- [EXERCISE OBJECTIVE] Swap every occurrence of "every instance" in the entries below for "each instance", leaving everything else unchanged.

[Items listed in a dataset]
□ □ □ □ □

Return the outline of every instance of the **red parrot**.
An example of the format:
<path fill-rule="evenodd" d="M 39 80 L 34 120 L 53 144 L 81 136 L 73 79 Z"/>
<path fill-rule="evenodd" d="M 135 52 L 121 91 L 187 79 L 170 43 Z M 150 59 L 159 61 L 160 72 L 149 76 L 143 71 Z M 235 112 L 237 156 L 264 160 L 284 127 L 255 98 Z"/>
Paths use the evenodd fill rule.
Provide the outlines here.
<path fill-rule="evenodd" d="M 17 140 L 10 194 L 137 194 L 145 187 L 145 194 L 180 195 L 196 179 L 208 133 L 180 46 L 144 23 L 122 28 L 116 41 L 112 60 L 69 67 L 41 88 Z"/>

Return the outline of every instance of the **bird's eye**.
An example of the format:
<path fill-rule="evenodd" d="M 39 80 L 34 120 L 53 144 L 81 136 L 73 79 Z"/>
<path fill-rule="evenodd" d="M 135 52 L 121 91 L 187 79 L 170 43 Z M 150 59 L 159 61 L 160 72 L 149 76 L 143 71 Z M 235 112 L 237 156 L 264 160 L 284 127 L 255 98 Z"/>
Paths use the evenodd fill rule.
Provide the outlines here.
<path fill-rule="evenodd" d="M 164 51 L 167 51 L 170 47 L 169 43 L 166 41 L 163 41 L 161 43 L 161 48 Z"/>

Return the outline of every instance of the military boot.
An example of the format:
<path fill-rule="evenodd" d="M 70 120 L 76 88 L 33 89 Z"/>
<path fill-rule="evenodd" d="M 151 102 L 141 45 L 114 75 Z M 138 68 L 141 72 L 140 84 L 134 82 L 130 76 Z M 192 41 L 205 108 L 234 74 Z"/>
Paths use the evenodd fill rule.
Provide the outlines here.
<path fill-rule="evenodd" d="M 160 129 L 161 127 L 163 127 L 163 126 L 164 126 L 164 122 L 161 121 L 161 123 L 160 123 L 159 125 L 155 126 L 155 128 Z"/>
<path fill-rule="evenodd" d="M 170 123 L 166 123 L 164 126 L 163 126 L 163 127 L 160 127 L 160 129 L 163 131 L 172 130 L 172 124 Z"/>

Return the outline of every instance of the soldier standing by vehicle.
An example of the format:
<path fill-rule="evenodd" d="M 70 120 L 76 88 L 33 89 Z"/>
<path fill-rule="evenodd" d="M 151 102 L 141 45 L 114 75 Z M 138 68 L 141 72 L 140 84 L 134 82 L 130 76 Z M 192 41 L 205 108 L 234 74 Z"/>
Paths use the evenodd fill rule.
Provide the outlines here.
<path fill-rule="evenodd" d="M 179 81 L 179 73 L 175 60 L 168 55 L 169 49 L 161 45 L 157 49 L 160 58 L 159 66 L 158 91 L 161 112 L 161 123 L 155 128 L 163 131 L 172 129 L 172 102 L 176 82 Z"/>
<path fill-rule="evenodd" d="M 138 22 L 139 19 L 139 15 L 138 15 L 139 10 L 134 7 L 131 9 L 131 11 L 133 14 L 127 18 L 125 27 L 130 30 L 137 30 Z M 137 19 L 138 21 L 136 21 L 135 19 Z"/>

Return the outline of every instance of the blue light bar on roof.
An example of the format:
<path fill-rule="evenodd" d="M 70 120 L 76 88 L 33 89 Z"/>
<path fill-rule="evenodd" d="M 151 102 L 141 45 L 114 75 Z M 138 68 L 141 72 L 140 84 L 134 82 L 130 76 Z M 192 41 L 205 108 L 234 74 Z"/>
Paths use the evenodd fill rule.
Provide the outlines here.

□ □ □ □ □

- [EXPECTED ANSWER]
Return the outline of each instance of the **red parrot**.
An example of the format:
<path fill-rule="evenodd" d="M 39 80 L 34 120 L 53 144 L 81 136 L 73 79 Z"/>
<path fill-rule="evenodd" d="M 135 52 L 121 91 L 187 79 L 170 43 Z M 150 59 L 159 61 L 160 72 L 149 76 L 143 71 Z M 235 112 L 237 156 L 264 160 L 284 127 L 255 98 Z"/>
Paths use the evenodd fill rule.
Provide the outlines here.
<path fill-rule="evenodd" d="M 17 140 L 10 194 L 137 194 L 145 187 L 145 194 L 180 195 L 196 179 L 208 133 L 180 46 L 144 23 L 122 28 L 116 41 L 112 60 L 69 67 L 41 88 Z"/>

Return the outline of each instance of the **bird's eye**.
An example of the format:
<path fill-rule="evenodd" d="M 39 80 L 34 120 L 53 144 L 81 136 L 73 79 Z"/>
<path fill-rule="evenodd" d="M 135 52 L 121 91 L 187 79 L 170 43 Z M 150 59 L 159 61 L 160 72 L 149 76 L 143 71 Z M 235 112 L 237 156 L 264 160 L 284 127 L 255 98 Z"/>
Paths use the evenodd fill rule.
Provide the outlines here.
<path fill-rule="evenodd" d="M 164 51 L 167 51 L 170 47 L 169 43 L 166 41 L 163 41 L 161 43 L 161 48 Z"/>

Return the outline of each instance of the military boot.
An example of the format:
<path fill-rule="evenodd" d="M 70 120 L 76 88 L 33 89 Z"/>
<path fill-rule="evenodd" d="M 151 102 L 141 45 L 114 75 Z M 138 68 L 141 72 L 140 84 L 134 82 L 130 76 Z M 192 41 L 205 108 L 234 74 Z"/>
Paths use the evenodd fill rule.
Provide the outlines here.
<path fill-rule="evenodd" d="M 160 129 L 161 127 L 163 127 L 163 126 L 164 126 L 164 122 L 161 121 L 161 123 L 160 123 L 159 125 L 155 126 L 155 128 Z"/>
<path fill-rule="evenodd" d="M 170 123 L 166 123 L 164 126 L 163 126 L 163 127 L 160 127 L 160 129 L 163 131 L 172 130 L 172 124 Z"/>

Return the outline of each instance of the soldier standing by vehicle.
An example of the format:
<path fill-rule="evenodd" d="M 70 120 L 76 88 L 33 89 Z"/>
<path fill-rule="evenodd" d="M 151 102 L 141 45 L 114 75 Z M 138 68 L 141 72 L 140 84 L 134 82 L 130 76 Z M 192 41 L 205 108 L 234 74 Z"/>
Paths use the evenodd fill rule.
Provide the outlines here.
<path fill-rule="evenodd" d="M 179 81 L 179 73 L 175 60 L 168 55 L 169 49 L 161 45 L 157 49 L 160 58 L 159 66 L 158 91 L 161 112 L 161 123 L 155 128 L 163 131 L 172 129 L 172 102 L 176 82 Z"/>
<path fill-rule="evenodd" d="M 138 22 L 139 19 L 139 15 L 138 15 L 139 10 L 134 7 L 131 9 L 131 11 L 133 14 L 127 18 L 125 27 L 130 30 L 137 30 Z M 137 19 L 138 21 L 136 21 L 135 19 Z"/>

Return the outline of each instance of the blue light bar on roof.
An example of the format:
<path fill-rule="evenodd" d="M 70 120 L 76 88 L 33 89 Z"/>
<path fill-rule="evenodd" d="M 151 102 L 141 45 L 114 75 Z M 138 68 L 141 72 L 140 84 L 134 82 L 130 76 Z M 192 41 L 205 108 L 234 74 Z"/>
Paths use the evenodd fill rule.
Provide the outlines here.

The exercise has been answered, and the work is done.